#### Reading text
━━━━━━━━
South Shore International College Preparatory High School (commonly known as South Shore) is a public four–year selective enrollment high school located in the South Shore neighborhood on the southeast side of Chicago, Illinois, United States. Opened in 1940 as South Shore High School, South Shore is a part of the Chicago Public Schools district.

History
South Shore opened in 1940 as South Shore High School at 7626 South Constance Avenue. During the early days, the school was predominantly white; mostly populated by pupils in the South Shore community. By the late–1950s, the community began experiencing an increase in the population of African-Americans. South Shore, which was built to accommodate a total of 2,000 students, became overcrowded by 1964. Chicago Public Schools and the Chicago Board of Education decided a new school needed to be built to relieve the overcrowding. The plan to build a further extension of the school was implemented in 1965.  Construction on the extension building at 75th street and Constance avenue began in April 1966. The extension school was to cost $2.5 million to build and was to be completed by 1967, but it was revised several times, gaining a budget of $4.1 million. The extension was constructed by Oak Park, Illinois' Mercury Builders between 1966 and completed in August 1969. The new extension opened for students on September 6, 1969.

Demographics
As of the 2021–2022 school year, 95.5% of South Shore's student body is African-American, 0.2% Asian, 3.3% Hispanic, and 1.0% other. Low-income students make up 76.5% of South Shore's student body.

Small schools (2001–2011) 
Beginning in 2001, the school campus, located at 7527–7627 South Constance Avenue was divided into four small specialized high schools: the School of Entrepreneurship, the School of the Arts, the School of Leadership, and the School of Technology. The small school concept continued until the Chicago Board of Education decided to phase out the school in 2009; this was completed at the end of the 2010–11 school year.

School of Leadership
After the phasing out of two of the small schools, the extension building was demolished in early 2012. The remaining students of the schools were moved into South Shore School of Leadership; being housed only in its original campus on Constance Avenue for the 2011–2012 school year. At the time, the Chicago Public Schools opened a new South Shore school: a selective enrollment school to attract students from all areas of the city. The leadership school was eventually phased out and closed at the end of the 2013–2014 school year, being fully replaced by the new school.
━━━━━━━━
[Source data]
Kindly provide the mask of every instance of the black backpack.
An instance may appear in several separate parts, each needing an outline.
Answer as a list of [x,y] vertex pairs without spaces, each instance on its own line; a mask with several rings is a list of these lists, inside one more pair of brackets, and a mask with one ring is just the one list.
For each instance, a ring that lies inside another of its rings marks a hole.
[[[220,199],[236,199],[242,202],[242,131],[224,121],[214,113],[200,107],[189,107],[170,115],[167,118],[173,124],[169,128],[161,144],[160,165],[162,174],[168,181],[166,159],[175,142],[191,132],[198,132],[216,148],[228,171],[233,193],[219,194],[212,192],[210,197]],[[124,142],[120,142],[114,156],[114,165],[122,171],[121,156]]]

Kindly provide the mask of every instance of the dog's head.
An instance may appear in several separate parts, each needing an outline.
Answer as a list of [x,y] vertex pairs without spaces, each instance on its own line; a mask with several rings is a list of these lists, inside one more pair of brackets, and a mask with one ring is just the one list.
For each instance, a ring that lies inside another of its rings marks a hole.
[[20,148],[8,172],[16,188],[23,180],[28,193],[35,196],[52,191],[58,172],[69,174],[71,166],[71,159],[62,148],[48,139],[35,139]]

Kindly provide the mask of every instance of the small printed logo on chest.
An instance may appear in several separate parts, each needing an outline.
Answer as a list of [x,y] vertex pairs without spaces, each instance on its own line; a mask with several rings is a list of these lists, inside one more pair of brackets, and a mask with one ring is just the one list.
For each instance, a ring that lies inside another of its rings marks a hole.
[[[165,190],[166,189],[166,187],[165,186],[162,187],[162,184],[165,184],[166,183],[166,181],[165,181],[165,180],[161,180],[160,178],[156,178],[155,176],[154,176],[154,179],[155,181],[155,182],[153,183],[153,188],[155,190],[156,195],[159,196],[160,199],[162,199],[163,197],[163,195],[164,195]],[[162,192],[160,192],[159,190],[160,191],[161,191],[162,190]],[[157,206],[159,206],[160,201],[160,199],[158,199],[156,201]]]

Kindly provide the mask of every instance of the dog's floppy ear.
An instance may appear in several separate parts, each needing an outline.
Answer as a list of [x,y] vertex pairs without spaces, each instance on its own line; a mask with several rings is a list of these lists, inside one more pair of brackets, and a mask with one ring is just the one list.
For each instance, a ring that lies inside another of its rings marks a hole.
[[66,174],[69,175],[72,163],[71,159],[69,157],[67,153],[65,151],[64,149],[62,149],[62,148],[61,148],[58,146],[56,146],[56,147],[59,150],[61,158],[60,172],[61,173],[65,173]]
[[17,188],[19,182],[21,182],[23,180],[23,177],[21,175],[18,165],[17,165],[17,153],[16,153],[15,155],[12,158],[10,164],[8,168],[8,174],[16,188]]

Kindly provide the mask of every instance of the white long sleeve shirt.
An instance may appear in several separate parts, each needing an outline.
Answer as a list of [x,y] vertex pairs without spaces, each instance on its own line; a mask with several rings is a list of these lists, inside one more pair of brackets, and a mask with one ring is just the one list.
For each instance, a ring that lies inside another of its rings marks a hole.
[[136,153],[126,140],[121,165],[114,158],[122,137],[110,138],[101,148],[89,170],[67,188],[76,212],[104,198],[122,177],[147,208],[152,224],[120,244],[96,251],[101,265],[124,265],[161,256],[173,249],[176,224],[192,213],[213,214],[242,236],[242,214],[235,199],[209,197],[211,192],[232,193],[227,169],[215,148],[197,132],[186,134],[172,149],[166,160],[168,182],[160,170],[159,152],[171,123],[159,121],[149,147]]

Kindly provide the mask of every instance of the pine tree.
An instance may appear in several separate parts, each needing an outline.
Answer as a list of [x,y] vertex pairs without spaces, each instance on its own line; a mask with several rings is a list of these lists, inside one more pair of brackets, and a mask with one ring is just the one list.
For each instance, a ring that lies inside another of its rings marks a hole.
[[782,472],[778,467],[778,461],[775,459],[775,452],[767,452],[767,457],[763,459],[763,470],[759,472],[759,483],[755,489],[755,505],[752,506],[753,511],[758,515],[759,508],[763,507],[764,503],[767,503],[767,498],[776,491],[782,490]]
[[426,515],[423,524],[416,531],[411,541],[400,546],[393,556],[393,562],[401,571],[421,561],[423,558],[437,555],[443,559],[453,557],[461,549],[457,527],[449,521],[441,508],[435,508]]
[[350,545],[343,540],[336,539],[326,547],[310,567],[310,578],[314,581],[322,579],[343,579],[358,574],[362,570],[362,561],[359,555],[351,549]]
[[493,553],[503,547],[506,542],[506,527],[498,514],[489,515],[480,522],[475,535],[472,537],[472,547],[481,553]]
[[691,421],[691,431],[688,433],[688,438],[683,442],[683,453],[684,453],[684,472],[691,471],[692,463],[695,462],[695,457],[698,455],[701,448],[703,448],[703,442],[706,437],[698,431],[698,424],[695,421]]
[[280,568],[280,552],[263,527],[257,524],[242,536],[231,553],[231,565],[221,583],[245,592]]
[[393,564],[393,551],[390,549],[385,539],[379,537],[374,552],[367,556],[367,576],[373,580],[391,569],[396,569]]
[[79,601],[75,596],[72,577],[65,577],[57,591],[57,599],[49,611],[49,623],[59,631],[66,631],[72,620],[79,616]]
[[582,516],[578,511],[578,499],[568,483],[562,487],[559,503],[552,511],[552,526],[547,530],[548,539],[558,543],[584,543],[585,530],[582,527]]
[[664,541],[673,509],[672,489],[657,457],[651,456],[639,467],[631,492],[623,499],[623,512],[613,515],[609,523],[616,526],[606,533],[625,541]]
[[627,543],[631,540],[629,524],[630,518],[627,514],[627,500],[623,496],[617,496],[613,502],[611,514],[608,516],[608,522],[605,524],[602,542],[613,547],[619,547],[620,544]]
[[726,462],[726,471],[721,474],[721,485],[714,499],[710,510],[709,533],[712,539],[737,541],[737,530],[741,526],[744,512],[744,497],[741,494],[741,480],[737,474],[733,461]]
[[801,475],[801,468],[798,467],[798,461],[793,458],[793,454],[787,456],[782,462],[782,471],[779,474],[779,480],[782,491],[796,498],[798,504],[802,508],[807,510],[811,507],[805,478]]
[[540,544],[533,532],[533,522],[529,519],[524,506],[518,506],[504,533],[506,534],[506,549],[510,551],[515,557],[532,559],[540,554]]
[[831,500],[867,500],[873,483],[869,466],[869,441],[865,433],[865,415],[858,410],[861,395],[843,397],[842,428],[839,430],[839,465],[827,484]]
━━━━━━━━
#### Instructions
1. According to the article on South Shore, on what date did the new extension open for students?
2. Find each line in the records that contains the word "every" and copy those lines out in full.
The article on South Shore and the records come from unrelated sources.

#### Expected responses
1. September 6, 1969.

2.
Kindly provide the mask of every instance of the black backpack.
Kindly provide the mask of every instance of the dog's head.
Kindly provide the mask of every instance of the small printed logo on chest.
Kindly provide the mask of every instance of the dog's floppy ear.
Kindly provide the mask of every instance of the white long sleeve shirt.
Kindly provide the mask of every instance of the pine tree.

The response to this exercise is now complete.